- Check your understanding
• A. In the tornado passage, rewrite the part starting at "Job’s ten children" and ending at "7:20; 13:24; 21:7).", with "wilderness" changed to "desert".
• B. Answer these questions from the tornado passage:
(i) How many people did the tornadoes kill, according to the opening?
(ii) How fast does the tornado in the lawnmower example twist?
(iii) How many of Job's children died?
• C. Translate this sentence from the tornado passage into Spanish: "God alone has the last say in where and how the wind blows."

------ Exercise passage

Fierce Tornadoes and the Fingers of God

By John Piper | Mar 05, 2012 04:00 am

Original
Why would God reach down his hand and drag his fierce fingers across rural America killing at least 38 people with 90 tornadoes in 12 states, and leaving some small towns with scarcely a building standing, including churches?  If God has a quarrel with America, wouldn’t Washington, D.C., or Las Vegas, or Minneapolis, or Hollywood be a more likely place to show his displeasure? 

We do not ascribe such independent power to Mother Nature or to the devil. God alone has the last say in where and how the wind blows. If a tornado twists at 175 miles an hour and stays on the ground like a massive lawnmower for 50 miles, God gave the command.
·         “The wind of the Lord, shall come, rising from the wilderness, and it shall strip Ephraim’s treasury of every precious thing” (Hosea 13:15).
·         The Lord turned the wind into a very strong west wind, which lifted the locusts and drove them into the Red Sea” (Exodus 10:19).
·         God appointed a scorching east wind” (Jonah 4:8).
·         God commanded and raised the stormy wind” (Psalm 107:25).
·         Even winds and sea obey Jesus” (Matthew 8:27).

But why Marysville and not Minneapolis? Why Henryville and not Hollywood?  God has spoken about these things. Consider three ways he addresses — all of us.

1. Job, “Blessed be the name of the Lord.” 

Job’s ten children died because “a great wind came across the wilderness and struck the four corners of the house, and it fell upon the young people” (Job 1:19).  Job cries out to God, “Why have you made me your mark? . . . Why do you hide your face and count me as your enemy? . . . Why do the wicked live, reach old age, and grow mighty in power?” (Job 7:20; 13:24; 21:7).


In other words, Why Henryville, and not Hollywood?
God’s answer to Job is not that he was a worse sinner than the “wicked” — or that Maryville had some dark secret.
His answer was, “Oh, the depth of the riches and wisdom and knowledge of God! How unsearchable are his judgments and how inscrutable his ways! ‘For who has known the mind of the Lord, or who has been his counselor?’” (Romans 11:33–34; Job 15:8; 36:22f). 

Job’s loss was not a measure of his immorality. “Job was blameless and upright, one who feared God and turned away from evil” (Job 1:1).  In fact, perhaps God chose Job for that deadly wind because only the likes of Job would respond: “The Lord gave, and the Lord has taken away; blessed be the name of the Lord” (Job 1:21).

------------
------ Listed records

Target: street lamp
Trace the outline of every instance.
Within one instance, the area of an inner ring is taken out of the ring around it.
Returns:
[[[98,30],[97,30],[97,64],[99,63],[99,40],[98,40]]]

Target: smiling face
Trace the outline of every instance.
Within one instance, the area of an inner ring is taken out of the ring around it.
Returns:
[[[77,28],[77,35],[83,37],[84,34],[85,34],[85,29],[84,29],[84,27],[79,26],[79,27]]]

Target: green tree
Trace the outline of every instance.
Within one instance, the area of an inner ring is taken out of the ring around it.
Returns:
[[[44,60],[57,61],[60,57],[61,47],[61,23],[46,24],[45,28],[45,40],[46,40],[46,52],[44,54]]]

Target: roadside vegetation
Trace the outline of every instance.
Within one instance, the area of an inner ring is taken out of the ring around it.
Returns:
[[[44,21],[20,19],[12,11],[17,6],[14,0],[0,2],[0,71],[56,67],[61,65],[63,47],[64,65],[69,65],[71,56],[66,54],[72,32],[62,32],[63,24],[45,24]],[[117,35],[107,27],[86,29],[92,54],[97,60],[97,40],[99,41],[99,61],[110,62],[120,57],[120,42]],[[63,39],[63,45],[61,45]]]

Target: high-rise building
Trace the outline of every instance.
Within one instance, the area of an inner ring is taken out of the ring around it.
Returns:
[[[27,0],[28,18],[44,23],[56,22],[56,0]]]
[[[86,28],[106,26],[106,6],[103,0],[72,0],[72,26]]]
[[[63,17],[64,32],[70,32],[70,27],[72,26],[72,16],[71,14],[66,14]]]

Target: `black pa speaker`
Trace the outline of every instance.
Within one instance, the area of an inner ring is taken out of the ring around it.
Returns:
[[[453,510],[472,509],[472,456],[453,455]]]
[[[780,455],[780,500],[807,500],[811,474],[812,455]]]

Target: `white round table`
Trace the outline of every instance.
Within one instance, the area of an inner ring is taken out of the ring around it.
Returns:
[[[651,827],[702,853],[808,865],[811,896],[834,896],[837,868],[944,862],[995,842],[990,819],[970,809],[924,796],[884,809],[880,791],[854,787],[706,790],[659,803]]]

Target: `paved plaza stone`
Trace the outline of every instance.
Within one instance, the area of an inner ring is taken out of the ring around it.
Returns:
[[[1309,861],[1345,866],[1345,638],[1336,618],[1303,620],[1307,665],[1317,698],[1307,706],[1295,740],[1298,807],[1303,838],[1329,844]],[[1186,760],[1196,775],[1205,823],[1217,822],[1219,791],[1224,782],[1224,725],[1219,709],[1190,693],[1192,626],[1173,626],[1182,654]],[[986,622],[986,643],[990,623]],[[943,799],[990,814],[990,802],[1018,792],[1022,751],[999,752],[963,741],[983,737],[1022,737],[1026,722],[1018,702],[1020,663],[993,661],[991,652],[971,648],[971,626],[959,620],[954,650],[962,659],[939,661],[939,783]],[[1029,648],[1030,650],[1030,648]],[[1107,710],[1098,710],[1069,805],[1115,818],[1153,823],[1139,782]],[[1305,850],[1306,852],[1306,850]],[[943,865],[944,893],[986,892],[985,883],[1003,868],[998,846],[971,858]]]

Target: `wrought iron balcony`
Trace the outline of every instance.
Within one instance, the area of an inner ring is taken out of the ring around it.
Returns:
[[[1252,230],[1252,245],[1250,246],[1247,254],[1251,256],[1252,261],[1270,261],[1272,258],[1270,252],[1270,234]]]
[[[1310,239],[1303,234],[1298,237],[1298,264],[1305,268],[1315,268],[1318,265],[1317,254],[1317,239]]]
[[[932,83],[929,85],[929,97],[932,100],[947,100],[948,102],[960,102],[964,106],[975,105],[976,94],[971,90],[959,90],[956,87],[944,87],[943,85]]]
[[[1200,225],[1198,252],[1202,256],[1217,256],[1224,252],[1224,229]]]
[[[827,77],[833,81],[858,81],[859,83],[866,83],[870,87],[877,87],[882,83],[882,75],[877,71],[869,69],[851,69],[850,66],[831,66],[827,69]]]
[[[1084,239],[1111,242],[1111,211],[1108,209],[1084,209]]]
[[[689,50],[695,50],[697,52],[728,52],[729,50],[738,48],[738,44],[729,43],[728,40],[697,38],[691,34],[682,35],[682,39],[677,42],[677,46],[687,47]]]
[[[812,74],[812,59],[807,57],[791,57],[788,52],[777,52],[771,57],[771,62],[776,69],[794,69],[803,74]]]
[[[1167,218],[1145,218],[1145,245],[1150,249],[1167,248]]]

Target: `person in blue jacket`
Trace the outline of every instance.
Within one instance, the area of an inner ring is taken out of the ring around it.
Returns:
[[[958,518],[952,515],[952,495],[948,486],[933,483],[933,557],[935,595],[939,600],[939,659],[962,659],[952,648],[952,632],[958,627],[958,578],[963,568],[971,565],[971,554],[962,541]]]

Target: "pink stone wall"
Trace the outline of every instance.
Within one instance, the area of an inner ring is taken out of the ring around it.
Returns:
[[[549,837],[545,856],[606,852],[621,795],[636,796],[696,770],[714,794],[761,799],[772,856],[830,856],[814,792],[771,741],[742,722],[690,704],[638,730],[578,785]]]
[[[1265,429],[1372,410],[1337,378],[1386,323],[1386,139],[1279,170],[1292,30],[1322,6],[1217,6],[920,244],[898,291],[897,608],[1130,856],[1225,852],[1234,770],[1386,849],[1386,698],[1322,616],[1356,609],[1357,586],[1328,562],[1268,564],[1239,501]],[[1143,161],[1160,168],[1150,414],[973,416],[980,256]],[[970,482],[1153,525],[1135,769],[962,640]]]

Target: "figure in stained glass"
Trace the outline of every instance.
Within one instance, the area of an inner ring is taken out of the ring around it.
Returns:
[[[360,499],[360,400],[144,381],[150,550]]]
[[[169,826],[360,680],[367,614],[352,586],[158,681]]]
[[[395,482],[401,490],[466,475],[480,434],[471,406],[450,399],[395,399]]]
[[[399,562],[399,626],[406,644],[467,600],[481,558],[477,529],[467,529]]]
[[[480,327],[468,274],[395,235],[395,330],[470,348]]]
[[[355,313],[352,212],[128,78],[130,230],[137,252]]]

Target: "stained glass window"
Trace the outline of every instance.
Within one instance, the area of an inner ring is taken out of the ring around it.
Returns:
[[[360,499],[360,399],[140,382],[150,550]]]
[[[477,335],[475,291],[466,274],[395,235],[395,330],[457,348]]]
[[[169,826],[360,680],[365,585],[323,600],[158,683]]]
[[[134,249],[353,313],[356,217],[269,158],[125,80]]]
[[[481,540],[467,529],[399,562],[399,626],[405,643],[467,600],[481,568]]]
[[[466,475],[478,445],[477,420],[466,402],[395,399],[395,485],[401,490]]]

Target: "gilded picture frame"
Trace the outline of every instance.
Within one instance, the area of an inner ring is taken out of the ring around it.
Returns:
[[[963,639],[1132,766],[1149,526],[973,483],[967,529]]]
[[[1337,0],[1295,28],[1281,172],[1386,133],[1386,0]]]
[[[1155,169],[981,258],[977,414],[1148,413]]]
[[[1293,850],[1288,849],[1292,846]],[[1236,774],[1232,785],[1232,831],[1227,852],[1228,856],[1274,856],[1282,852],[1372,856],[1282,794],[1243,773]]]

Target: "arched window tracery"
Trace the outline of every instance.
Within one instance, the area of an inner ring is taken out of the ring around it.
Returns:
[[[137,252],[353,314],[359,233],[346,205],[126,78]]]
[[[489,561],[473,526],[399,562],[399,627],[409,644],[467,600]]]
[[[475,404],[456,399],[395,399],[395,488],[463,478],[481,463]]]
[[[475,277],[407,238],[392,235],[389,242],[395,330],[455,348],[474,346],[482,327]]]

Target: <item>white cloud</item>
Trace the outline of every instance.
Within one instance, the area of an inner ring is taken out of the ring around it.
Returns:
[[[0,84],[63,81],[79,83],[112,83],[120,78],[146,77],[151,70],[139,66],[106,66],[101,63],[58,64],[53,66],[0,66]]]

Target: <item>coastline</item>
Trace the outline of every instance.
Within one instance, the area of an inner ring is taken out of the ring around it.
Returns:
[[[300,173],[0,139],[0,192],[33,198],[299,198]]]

------------

- Answers per task
• A.
Job’s ten children died because “a great wind came across the desert and struck the four corners of the house, and it fell upon the young people” (Job 1:19).  Job cries out to God, “Why have you made me your mark? . . . Why do you hide your face and count me as your enemy? . . . Why do the wicked live, reach old age, and grow mighty in power?” (Job 7:20; 13:24; 21:7).

• B.
(i) At least 38
(ii) 175 miles an hour
(iii) Ten

• C. Solo Dios tiene la última palabra sobre dónde y cómo sopla el viento.